**TASK DESCRIPTION**. Exclude all pictures, then copy each of the records exactly as written.
━━━
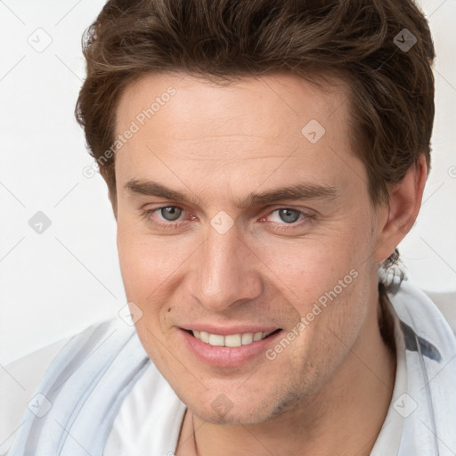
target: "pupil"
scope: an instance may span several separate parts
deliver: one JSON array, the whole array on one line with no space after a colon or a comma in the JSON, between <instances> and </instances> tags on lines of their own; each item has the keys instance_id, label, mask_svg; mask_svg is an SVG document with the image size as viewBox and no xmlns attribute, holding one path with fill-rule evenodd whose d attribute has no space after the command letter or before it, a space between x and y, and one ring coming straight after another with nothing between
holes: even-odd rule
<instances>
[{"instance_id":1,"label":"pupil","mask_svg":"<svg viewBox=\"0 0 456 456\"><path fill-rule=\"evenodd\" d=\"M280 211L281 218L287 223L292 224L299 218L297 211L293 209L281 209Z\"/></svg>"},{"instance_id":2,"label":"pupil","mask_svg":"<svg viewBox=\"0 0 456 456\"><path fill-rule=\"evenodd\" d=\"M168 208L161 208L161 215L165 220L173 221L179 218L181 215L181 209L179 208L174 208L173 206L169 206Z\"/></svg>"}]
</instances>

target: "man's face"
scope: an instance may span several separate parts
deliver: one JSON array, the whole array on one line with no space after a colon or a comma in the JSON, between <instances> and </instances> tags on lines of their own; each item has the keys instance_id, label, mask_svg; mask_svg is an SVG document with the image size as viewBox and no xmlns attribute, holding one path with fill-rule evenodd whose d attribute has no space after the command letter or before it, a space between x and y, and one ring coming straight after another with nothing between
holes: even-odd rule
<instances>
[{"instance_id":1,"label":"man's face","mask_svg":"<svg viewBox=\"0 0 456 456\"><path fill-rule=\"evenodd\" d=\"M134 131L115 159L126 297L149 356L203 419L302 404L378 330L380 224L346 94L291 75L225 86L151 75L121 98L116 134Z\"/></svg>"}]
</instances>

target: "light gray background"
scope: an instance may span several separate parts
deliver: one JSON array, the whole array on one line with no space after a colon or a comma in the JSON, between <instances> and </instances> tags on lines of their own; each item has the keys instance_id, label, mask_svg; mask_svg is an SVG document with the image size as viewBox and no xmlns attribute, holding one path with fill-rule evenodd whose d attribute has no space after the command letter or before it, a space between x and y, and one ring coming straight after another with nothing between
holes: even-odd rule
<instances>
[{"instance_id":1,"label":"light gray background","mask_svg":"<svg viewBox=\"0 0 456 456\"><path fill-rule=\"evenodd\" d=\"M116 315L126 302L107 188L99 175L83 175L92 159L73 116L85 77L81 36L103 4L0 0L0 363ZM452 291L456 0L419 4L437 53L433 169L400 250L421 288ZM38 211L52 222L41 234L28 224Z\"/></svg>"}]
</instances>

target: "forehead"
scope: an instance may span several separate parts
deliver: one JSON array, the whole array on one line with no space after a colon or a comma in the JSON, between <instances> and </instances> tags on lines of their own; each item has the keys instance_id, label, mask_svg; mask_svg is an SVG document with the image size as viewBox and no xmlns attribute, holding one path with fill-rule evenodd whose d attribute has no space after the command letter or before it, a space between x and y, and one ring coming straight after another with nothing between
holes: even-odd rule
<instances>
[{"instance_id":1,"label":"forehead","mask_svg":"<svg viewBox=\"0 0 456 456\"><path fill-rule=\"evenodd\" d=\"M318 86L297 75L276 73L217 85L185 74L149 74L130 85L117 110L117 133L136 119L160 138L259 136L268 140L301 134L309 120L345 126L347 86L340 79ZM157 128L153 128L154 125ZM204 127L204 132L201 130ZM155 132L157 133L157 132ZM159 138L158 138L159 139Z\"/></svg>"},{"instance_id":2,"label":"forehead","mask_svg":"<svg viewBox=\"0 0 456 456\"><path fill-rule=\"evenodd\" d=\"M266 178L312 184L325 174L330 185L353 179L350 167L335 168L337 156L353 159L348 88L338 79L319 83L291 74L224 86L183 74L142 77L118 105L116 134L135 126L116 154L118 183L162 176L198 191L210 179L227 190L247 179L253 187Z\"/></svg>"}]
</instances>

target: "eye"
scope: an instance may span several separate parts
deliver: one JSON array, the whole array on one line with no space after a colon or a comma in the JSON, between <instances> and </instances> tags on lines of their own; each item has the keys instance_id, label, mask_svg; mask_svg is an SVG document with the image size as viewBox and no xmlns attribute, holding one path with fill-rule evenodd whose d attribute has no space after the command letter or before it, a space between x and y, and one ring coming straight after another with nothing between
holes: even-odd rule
━━━
**WORKED SOLUTION**.
target: "pupil"
scope: an instance may span several separate parts
deliver: one JSON array, the whole array on one line with no space after a colon or a comma in the JSON, between <instances> and </instances> tags on lines of their own; each item has the keys instance_id, label, mask_svg; mask_svg is an SVG document with the image size as viewBox and no xmlns attribute, holding one path with fill-rule evenodd whose d attribute has no space after the command letter or before it, a space between x and y, and one ring coming straight after another with nothing between
holes: even-odd rule
<instances>
[{"instance_id":1,"label":"pupil","mask_svg":"<svg viewBox=\"0 0 456 456\"><path fill-rule=\"evenodd\" d=\"M280 211L281 218L287 223L292 224L299 218L297 211L293 209L281 209Z\"/></svg>"},{"instance_id":2,"label":"pupil","mask_svg":"<svg viewBox=\"0 0 456 456\"><path fill-rule=\"evenodd\" d=\"M168 208L161 208L161 215L165 220L173 221L179 218L181 215L181 209L179 208L174 208L173 206L169 206Z\"/></svg>"}]
</instances>

target: "man's face"
scope: an instance may span several separate parts
deliver: one JSON array, the whole array on one line with no space after a colon or a comma in the JSON, between <instances> and </instances> tags on lines of their own; each item has the keys instance_id, label, mask_svg; mask_svg is an SVG document with the image size as viewBox and no xmlns attribute, holding one path with fill-rule evenodd whose d attribute has no space after the command letter or before it, a space between x and y, and one ring coming straight after another with nothing between
holes: even-odd rule
<instances>
[{"instance_id":1,"label":"man's face","mask_svg":"<svg viewBox=\"0 0 456 456\"><path fill-rule=\"evenodd\" d=\"M134 131L115 159L126 297L149 356L203 419L302 404L378 330L380 224L346 94L291 75L225 86L151 75L121 98L116 134Z\"/></svg>"}]
</instances>

target: "light gray background"
scope: an instance may span several separate parts
deliver: one JSON array, the whole array on one line with no space after a colon or a comma in the JSON, between <instances> and </instances> tags on lines of their own; each item has the keys instance_id, label, mask_svg; mask_svg is an SVG document with the image size as viewBox and no xmlns attribute, holding one path with fill-rule evenodd whose d attribute has no space after the command letter or before it, a space between x and y, and one ring coming straight after another with nothing between
holes: even-odd rule
<instances>
[{"instance_id":1,"label":"light gray background","mask_svg":"<svg viewBox=\"0 0 456 456\"><path fill-rule=\"evenodd\" d=\"M116 315L126 302L107 188L99 175L83 175L92 159L73 116L85 77L81 36L103 4L0 0L0 363ZM452 291L456 0L419 4L437 53L433 169L400 250L421 288ZM38 211L52 222L41 234L28 224Z\"/></svg>"}]
</instances>

target: "forehead"
scope: an instance may span several separate parts
deliver: one JSON array, the whole array on one line with no space after a colon or a comma in the JSON, between <instances> and </instances> tags on lines of their own; each item has the keys instance_id, label, mask_svg; mask_svg is an SVG document with the image size as viewBox and no xmlns attribute, holding one path with fill-rule evenodd whose d attribute has no space after the command letter or before it, a space between x and y, and one ring coming straight after another with nothing between
holes: even-odd rule
<instances>
[{"instance_id":1,"label":"forehead","mask_svg":"<svg viewBox=\"0 0 456 456\"><path fill-rule=\"evenodd\" d=\"M318 86L297 75L276 73L217 85L185 74L149 74L130 85L117 110L117 133L136 119L160 138L259 136L268 140L301 134L309 120L345 126L347 86L340 79ZM157 128L153 128L154 125ZM204 127L204 132L201 130ZM155 132L157 133L157 132ZM159 138L158 138L159 139Z\"/></svg>"},{"instance_id":2,"label":"forehead","mask_svg":"<svg viewBox=\"0 0 456 456\"><path fill-rule=\"evenodd\" d=\"M266 178L312 184L325 174L330 185L353 179L350 167L335 168L337 156L353 159L348 88L338 79L319 83L291 74L224 86L183 74L142 77L118 105L116 134L135 126L116 154L118 183L162 176L198 191L210 179L227 190L247 179L253 187Z\"/></svg>"}]
</instances>

target: "eye"
scope: an instance may span several separate parts
deliver: one JSON array, the whole array on one line with no space after a colon or a comma in the JSON, between <instances> and </instances> tags on lines of their own; each item has the keys instance_id, label, mask_svg; mask_svg is an SVG document with the image size as viewBox and no xmlns attribute, holding one path with fill-rule evenodd whose d attribute has no space after the command letter or before it, a space between x and y, and one ring coming straight after another with nothing between
holes: even-odd rule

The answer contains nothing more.